Assigned task: Below is a set of records, and all of them should be retyped exactly, minus the pictures.

Data listing:
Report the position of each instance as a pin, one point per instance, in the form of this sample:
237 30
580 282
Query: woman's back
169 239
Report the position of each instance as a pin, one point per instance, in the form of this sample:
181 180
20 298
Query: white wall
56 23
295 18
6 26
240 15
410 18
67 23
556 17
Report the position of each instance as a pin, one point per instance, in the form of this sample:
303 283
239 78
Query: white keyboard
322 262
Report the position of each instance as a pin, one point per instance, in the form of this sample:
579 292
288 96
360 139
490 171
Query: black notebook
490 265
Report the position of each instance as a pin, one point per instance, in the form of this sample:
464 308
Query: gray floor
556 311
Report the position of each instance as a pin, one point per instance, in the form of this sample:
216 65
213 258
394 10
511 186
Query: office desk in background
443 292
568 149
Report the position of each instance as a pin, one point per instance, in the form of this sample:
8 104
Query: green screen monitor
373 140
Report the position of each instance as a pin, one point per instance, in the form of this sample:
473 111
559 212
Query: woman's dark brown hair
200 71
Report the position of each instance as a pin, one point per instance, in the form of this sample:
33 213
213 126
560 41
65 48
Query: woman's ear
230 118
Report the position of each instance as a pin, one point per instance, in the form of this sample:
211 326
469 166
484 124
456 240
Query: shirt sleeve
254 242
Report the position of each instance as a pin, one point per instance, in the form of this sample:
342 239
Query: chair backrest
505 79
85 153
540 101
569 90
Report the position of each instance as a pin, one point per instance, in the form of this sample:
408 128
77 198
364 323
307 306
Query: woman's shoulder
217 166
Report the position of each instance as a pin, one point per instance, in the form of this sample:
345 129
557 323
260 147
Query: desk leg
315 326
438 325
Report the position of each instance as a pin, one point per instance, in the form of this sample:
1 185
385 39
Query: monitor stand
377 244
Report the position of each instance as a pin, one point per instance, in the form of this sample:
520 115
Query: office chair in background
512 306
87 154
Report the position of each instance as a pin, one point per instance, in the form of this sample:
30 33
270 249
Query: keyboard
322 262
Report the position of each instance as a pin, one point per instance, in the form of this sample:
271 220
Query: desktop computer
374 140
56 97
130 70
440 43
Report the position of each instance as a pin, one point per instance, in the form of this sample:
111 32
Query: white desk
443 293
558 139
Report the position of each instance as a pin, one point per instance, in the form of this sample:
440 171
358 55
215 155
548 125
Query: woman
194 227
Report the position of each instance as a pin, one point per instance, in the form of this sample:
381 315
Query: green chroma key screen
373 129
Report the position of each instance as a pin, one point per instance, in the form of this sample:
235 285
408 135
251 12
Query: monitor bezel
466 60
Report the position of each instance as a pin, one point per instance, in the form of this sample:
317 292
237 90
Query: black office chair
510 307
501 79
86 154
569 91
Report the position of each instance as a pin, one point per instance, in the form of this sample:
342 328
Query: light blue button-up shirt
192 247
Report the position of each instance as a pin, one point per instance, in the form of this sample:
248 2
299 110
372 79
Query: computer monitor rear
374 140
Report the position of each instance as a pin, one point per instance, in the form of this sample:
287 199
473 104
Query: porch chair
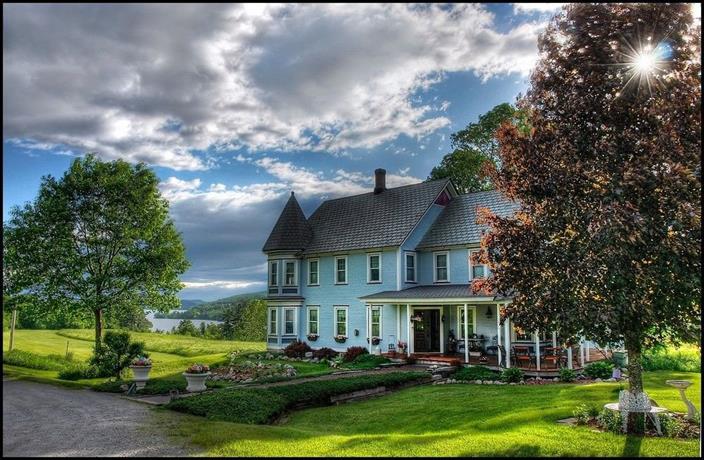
522 355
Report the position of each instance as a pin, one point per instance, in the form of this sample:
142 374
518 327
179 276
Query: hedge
264 405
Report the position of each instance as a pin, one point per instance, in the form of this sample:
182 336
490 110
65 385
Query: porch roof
437 293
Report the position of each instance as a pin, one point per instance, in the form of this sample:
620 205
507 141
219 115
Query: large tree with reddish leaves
607 244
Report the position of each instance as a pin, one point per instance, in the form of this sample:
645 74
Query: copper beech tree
607 242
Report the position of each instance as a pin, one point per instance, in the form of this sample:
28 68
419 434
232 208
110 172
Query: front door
426 332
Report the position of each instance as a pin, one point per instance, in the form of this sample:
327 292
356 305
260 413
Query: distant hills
198 309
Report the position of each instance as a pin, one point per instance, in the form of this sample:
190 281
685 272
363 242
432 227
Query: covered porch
447 323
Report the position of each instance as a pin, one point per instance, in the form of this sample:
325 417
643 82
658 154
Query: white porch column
537 350
408 329
498 334
466 336
507 342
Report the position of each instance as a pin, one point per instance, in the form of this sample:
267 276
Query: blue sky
236 105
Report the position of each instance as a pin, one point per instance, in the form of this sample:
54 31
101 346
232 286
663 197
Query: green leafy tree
608 243
98 239
474 147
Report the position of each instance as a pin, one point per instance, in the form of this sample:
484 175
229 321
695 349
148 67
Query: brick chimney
379 180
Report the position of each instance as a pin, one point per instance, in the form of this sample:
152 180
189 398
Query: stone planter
141 375
196 382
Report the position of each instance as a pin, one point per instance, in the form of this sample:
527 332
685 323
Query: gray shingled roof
441 291
292 231
457 224
369 220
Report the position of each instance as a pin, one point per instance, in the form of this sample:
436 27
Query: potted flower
195 376
141 366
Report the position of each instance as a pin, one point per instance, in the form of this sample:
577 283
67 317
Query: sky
234 106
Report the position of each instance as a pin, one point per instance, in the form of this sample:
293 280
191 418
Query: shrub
567 375
324 353
475 373
296 349
352 353
512 375
34 361
686 359
80 371
610 421
116 353
260 406
600 369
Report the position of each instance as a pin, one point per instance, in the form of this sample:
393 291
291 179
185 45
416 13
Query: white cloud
157 83
537 7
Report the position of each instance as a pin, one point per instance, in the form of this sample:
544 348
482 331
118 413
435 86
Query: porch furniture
523 357
552 355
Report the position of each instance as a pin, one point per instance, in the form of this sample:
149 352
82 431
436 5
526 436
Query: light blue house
390 268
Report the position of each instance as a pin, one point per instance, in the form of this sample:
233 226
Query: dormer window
441 267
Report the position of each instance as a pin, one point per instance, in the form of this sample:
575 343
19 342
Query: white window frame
269 322
346 269
415 266
309 309
381 320
471 265
295 273
369 268
317 272
471 310
295 321
435 268
347 319
272 263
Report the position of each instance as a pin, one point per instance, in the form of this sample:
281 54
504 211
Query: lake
165 324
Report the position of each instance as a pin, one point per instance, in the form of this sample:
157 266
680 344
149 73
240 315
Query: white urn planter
196 382
141 375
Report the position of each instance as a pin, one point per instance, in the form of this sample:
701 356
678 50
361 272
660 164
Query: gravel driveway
44 420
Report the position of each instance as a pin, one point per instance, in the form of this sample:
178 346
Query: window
476 270
410 267
272 321
341 321
313 320
441 268
373 268
471 323
273 273
376 321
290 273
341 270
520 335
289 321
313 270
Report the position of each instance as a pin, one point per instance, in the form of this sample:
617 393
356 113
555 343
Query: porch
446 324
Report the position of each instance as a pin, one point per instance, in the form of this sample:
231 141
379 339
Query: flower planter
196 382
141 375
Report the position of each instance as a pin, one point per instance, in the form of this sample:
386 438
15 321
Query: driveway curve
44 420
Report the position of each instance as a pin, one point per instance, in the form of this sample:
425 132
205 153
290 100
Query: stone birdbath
683 385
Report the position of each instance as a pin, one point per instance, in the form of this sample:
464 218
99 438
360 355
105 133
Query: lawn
450 420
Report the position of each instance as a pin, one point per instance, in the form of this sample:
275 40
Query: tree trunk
636 421
98 327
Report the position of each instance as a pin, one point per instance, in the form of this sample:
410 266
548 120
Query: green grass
450 420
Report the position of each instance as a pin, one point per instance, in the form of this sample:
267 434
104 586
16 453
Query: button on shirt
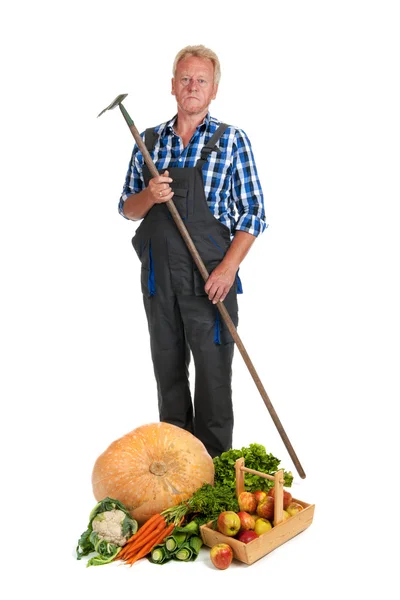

Solution for this exercise:
Report the position of each instance as a pin, one point per instance, in the form of this sample:
237 30
580 282
Query: woman's back
169 239
Report the position of each instance as a pin, one point per instance, in the form of this sample:
181 180
20 298
Query: white wall
56 23
295 18
6 26
240 15
410 18
67 23
556 17
Report the position of each instance as a pin, one point per instance, in the form of this sample:
303 283
239 78
Query: white keyboard
322 262
Report the position of each instance as a pin, one point per instance, in the form of this sample:
579 292
288 96
360 139
490 171
Query: black notebook
490 265
Report the position of each instance as a pin, one point per instance, in the form of this sample:
464 308
Query: gray floor
556 311
Report the position of each instance as a pin, one point per instance, in the form of this sample:
216 65
213 258
394 10
511 186
Query: office desk in background
443 292
568 149
Report the position of each instance as a pin, one point per instance, in the form of this sample:
8 104
Query: green screen monitor
373 140
Report the position of each instance as a pin, one point per instance, in the form of this sample:
473 111
559 212
Query: woman's dark brown hair
200 71
Report the position of each instance as a pin, one point per instance, in the form of this sample:
33 213
213 126
560 41
65 48
Query: woman's ear
230 118
Report the position of each instance as a pin, one point per instance, in the form of this sample:
211 326
469 166
484 124
456 240
Query: shirt sleeve
254 242
Report the position of each instance as a pin, one point per instance, in the form of this sample:
342 239
Query: chair backrest
505 79
85 153
540 101
569 90
Report the position of each instance as a pin, one point per instance, in the form of this sample:
408 128
77 198
364 323
307 306
Query: woman's shoulder
217 166
Report the position of each instance as a pin, one point per instance, in the form of this sample:
345 129
557 323
260 147
Query: desk leg
315 326
438 325
Report the position of each instance as a pin, one point per instance, in the form of this sample:
1 185
385 39
Query: monitor stand
377 244
Report the position of each instance as a pin, one point per instance, in the form of this sample:
520 115
Query: office chair in background
512 306
87 154
Report the position of each instance as a pin, one point per instance, in the form of this sample:
30 33
270 249
Query: keyboard
322 262
Report the position of each instance as a pin, one point per instance, in the form of this sample:
271 220
Query: desktop computer
374 140
56 97
130 70
440 43
Report the position of each instance as a pin, one point per instance, in the form of this sample:
111 32
Query: white desk
443 293
558 139
Report the position of each instance as a pin, one point per instance, in the form of this sample:
440 171
358 55
215 155
548 125
Query: woman
194 227
Report the position of each instance as a pin, one point per instance, in the form of this sample:
381 315
Query: green chroma key screen
373 129
Report the position of each instance as a pin, one point per instance, in the form of this sample:
235 285
408 135
251 12
Query: monitor bezel
466 60
Report the position of each instance as a pin, one point per instance, in the form of this sample:
317 292
237 90
Query: black office chair
510 307
501 79
86 154
569 91
Report the position of each instance as a pin, one point per instance, in the form of this sample:
342 328
Query: light blue button-up shirt
192 247
Report the position of each instance as a pin, one point per instance, in the form of this sample:
248 2
299 110
372 79
Query: computer monitor rear
374 140
Report the position of each instance as a pin, one point per instance, in the form of this sample:
287 199
473 104
Query: porch chair
522 355
Report the position of each instance as a pin, one point per instance, in the form of this sample:
142 374
518 327
179 276
Query: hedge
264 405
Report the position of each instance as a pin, one point per instance, in the form of this sample:
182 336
490 110
65 385
Query: porch roof
437 293
Report the position of each instance as a pin, one point per instance, in the form of this sample:
620 205
507 141
219 115
Query: large tree with reddish leaves
607 244
Report the position of each instance as a pin, one point per instance, in the form of this sample:
645 74
Query: copper beech tree
607 242
Report the position of each instance as a pin, one point per instance, in the form of this sample:
28 68
419 434
232 208
110 172
Query: front door
426 332
Report the position of each instance as a pin, one point per instance, in the form of this sample:
327 292
356 305
260 413
Query: distant hills
198 309
Report the position of each instance as a pin, one point per instance, in the form of this sample:
190 281
685 272
363 242
432 227
Query: covered porch
447 323
Report the position of each instance as a pin, one point per instance, in the form of this sample:
325 417
643 82
658 154
Query: white porch column
537 350
408 329
498 334
466 336
507 342
Report the position of each instance as a pin, one point per instance, in the form of this sample:
267 276
Query: blue sky
236 105
Report the position of each instance as a pin, one point per instance, in the form of this sample:
54 31
101 346
232 286
663 197
Query: green leafy tree
608 243
98 239
474 147
Report the position of each instance as a pin, one point per instance, in the form of this sample:
484 175
229 321
695 349
148 67
Query: brick chimney
379 180
Report the position of each instance as a pin, one point per instance, in the form of this sample:
152 180
189 398
Query: stone planter
141 375
196 382
Report the position of each instance as a pin, one point per instance, in the form of this sample:
527 332
685 323
Query: gray shingled roof
441 291
292 231
457 224
369 220
Report the position of each instance as a pin, one point per instance, in the form of this sample:
436 27
Query: potted flower
195 376
141 366
Report the position of each instance as a pin, one point per instance, in the form of this sample:
577 283
67 317
Query: sky
234 106
Report the position of each instance as a pin, one point per instance, in the form of this sample:
293 280
191 418
Query: shrub
567 375
324 353
475 373
296 349
352 353
512 375
34 361
686 359
80 371
610 421
116 353
260 406
600 369
Report the position of each instance as a pin, one point per instance, in the form of this sample:
393 291
291 179
185 45
416 13
Query: white cloud
157 83
537 7
Report the position of each instance as a pin, one point per instance, in the form of this sample:
544 348
482 331
118 413
435 86
Query: porch furniture
523 357
552 355
Report the position of each instance as a pin, one point per instance, in the form of this sample:
149 352
82 431
436 5
526 436
Query: light blue house
390 268
Report the position of each instance as a pin, one point per instance, in the form of this sample:
233 226
Query: dormer window
441 267
Report the position of each instance as a pin, one point per instance, in the form of this sample:
575 343
19 342
Query: white window frame
269 322
346 269
415 266
309 309
381 320
471 265
295 273
369 268
317 272
471 310
295 321
435 268
347 319
272 263
Report the position of each instance as a pin, one point per instance, in the form of this sample:
281 54
504 211
Query: lake
165 324
Report the position of each instance as a pin, one point per instance, in the form of this sample:
157 266
680 344
149 73
240 315
Query: white urn planter
196 382
141 375
Report the position of each instance as a pin, one point per instance, in the form of this sample:
701 356
678 50
361 272
660 164
Query: gravel driveway
44 420
Report the position of each instance as a pin, one point per instance, in the form of this sample:
178 346
Query: window
476 270
410 267
272 321
341 321
313 320
441 268
373 268
471 323
273 273
376 321
290 273
341 270
520 335
289 321
313 270
Report the position of each instance as a pin, one point per instance, in the form of this sample:
617 393
356 113
555 343
Query: porch
446 324
Report the position of each instance as a pin, one point per instance, in the form of this sample:
231 141
379 339
Query: flower planter
196 382
141 375
Report the position of each instance as a pin, one point per instance, in the form of this sample:
386 438
15 321
Query: driveway curve
44 420
Report the position of each instance as a pin, one point per instance, in the form of this sample:
425 132
205 153
290 100
Query: stone birdbath
683 385
Report the position of each instance as a pin, one point per instance, in the form of this sample:
464 218
99 438
360 355
105 133
Query: lawn
450 420
Report the position of each instance as a pin, one point per instance, in the form of this sample:
275 40
Query: tree trunk
636 421
98 327
Report the position of each instance as a pin, one point per instance, in the form of this sample:
410 266
548 120
Query: green grass
450 420
Report the position of each instance as a pin, one point per instance, in the form of this sample:
267 434
104 586
16 453
Query: button on shirt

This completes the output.